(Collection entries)
──────────────────────────────

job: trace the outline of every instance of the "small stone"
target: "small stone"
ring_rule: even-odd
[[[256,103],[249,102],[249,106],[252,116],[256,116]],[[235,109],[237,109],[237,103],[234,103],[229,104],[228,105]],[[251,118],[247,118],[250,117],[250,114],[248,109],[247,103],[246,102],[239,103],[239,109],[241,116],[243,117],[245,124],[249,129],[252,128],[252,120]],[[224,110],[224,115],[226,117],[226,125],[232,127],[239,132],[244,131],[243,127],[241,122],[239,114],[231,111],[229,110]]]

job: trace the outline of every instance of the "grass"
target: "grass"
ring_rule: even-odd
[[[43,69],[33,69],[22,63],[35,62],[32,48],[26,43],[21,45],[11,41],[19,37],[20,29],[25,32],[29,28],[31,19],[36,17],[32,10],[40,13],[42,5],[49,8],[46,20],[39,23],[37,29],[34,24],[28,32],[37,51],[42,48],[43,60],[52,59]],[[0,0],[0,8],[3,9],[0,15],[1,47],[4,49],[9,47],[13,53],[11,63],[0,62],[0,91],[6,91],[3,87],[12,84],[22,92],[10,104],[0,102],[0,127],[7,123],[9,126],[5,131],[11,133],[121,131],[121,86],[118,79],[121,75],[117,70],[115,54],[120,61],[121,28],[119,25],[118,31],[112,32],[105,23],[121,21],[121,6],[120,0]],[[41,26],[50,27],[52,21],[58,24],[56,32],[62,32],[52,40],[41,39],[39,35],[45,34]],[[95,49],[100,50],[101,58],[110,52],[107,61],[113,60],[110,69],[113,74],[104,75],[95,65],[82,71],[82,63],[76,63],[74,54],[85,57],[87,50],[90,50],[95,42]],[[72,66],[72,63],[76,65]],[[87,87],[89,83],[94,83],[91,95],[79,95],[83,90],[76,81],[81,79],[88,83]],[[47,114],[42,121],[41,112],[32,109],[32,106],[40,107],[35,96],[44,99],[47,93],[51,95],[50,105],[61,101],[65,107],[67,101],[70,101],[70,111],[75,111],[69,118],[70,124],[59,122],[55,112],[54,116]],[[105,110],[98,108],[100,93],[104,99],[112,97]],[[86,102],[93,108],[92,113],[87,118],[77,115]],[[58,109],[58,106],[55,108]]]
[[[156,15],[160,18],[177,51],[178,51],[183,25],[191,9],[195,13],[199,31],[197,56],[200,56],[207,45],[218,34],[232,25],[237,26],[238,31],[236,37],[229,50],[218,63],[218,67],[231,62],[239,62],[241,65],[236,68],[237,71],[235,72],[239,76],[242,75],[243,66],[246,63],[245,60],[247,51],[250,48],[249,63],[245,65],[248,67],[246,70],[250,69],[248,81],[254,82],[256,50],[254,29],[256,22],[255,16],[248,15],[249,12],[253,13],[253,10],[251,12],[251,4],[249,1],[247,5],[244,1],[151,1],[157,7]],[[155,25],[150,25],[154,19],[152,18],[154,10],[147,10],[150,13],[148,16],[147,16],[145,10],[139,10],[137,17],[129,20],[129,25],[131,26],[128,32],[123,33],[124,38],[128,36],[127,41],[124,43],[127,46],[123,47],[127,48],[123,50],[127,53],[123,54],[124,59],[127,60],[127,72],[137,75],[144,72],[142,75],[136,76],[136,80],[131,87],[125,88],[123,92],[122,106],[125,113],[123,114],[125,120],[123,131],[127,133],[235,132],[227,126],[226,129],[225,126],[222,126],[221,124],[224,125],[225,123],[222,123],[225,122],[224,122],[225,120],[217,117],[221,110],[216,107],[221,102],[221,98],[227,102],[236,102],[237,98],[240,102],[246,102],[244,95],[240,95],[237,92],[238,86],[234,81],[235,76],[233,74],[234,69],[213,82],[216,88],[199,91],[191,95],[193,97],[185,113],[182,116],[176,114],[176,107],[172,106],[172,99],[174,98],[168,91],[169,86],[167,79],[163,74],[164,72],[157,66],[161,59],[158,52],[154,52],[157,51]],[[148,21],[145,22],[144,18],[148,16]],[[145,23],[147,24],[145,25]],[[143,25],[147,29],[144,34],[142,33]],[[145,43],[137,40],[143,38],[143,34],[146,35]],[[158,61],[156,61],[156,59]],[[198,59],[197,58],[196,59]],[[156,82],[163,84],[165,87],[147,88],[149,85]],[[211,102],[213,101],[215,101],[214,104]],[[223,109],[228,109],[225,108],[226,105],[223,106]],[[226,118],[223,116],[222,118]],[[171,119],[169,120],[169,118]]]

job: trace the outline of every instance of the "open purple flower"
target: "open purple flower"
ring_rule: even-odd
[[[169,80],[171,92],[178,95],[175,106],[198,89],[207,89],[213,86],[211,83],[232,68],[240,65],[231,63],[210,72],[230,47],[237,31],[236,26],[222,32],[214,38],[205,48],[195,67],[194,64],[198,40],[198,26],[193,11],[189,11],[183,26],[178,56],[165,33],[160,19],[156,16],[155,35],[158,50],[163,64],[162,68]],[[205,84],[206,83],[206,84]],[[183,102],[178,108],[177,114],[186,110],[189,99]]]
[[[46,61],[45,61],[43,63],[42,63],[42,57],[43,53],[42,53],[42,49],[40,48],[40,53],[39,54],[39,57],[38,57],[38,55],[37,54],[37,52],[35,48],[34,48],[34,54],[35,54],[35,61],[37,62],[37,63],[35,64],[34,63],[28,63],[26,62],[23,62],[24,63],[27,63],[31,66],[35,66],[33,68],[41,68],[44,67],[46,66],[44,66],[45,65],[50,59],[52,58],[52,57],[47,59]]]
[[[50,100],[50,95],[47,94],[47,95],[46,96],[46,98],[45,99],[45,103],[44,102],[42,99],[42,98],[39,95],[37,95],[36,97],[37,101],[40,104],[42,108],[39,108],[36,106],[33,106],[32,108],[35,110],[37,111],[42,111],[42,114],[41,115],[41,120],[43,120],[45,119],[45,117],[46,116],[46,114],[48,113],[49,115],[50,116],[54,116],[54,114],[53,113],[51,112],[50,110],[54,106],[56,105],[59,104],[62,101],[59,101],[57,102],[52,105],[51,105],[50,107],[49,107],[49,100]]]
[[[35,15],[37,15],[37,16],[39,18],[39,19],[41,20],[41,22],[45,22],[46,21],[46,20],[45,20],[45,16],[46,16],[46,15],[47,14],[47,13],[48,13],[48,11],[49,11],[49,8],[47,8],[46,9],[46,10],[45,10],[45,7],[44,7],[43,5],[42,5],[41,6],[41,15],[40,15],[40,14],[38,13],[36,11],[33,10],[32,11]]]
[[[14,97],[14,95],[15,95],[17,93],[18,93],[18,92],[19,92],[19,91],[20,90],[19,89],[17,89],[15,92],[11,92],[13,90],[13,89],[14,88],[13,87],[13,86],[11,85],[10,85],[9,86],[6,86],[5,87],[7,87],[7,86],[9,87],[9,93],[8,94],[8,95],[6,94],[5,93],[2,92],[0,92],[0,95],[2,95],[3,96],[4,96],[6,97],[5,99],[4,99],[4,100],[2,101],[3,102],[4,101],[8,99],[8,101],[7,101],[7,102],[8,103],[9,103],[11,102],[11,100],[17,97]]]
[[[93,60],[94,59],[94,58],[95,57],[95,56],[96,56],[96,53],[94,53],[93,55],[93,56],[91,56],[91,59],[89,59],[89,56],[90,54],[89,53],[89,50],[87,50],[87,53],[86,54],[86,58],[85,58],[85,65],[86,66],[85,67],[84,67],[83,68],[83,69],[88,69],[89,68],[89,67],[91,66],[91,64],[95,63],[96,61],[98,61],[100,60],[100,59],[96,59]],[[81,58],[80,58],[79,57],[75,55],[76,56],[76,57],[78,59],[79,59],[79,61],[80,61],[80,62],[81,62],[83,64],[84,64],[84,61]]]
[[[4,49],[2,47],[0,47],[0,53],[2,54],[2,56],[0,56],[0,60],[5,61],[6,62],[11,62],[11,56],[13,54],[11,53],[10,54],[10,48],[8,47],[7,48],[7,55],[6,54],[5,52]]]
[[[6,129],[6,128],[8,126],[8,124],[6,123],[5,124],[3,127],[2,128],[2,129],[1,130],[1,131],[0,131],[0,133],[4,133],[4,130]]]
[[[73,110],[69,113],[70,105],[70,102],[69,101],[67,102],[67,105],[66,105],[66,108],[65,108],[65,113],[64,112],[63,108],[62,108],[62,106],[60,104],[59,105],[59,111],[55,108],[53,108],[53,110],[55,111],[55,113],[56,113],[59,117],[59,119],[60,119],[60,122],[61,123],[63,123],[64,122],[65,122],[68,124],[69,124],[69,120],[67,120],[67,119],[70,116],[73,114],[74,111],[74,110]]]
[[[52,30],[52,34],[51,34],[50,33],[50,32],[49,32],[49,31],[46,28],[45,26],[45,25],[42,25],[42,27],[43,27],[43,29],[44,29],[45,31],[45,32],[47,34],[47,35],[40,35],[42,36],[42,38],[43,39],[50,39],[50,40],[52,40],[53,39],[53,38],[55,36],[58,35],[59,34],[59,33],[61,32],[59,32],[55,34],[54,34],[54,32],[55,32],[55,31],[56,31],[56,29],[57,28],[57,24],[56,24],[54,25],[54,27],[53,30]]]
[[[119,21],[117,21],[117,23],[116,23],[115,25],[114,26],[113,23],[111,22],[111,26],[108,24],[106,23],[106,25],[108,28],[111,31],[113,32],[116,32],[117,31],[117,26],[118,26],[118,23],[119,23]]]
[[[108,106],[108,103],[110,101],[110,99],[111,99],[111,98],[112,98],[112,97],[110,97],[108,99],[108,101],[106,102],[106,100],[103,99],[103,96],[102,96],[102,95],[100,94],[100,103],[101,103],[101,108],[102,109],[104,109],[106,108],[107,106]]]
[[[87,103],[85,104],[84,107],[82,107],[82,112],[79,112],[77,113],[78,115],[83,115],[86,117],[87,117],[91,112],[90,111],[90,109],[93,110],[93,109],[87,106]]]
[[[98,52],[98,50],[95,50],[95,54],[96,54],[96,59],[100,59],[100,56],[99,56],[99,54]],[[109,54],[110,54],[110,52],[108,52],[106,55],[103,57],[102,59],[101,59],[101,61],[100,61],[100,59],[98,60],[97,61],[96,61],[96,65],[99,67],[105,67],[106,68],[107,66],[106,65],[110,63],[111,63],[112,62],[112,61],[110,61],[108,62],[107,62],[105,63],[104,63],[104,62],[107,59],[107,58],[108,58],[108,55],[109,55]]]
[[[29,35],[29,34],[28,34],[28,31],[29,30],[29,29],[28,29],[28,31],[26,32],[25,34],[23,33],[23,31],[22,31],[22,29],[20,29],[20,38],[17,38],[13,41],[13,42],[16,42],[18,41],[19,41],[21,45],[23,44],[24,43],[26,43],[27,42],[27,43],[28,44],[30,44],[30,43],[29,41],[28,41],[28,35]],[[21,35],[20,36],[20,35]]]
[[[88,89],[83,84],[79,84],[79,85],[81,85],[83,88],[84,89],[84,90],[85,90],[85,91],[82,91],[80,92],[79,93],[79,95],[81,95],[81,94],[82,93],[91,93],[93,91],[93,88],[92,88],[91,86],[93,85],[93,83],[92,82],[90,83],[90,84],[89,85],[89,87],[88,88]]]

──────────────────────────────

__Prompt__.
Report every line in the records above that contains the word "outline", matching its case exactly.

__Finished exercise__.
job: trace the outline of every instance of the "small stone"
job: trace the outline of every instance of the "grass"
job: trace the outline of every instance of the "open purple flower"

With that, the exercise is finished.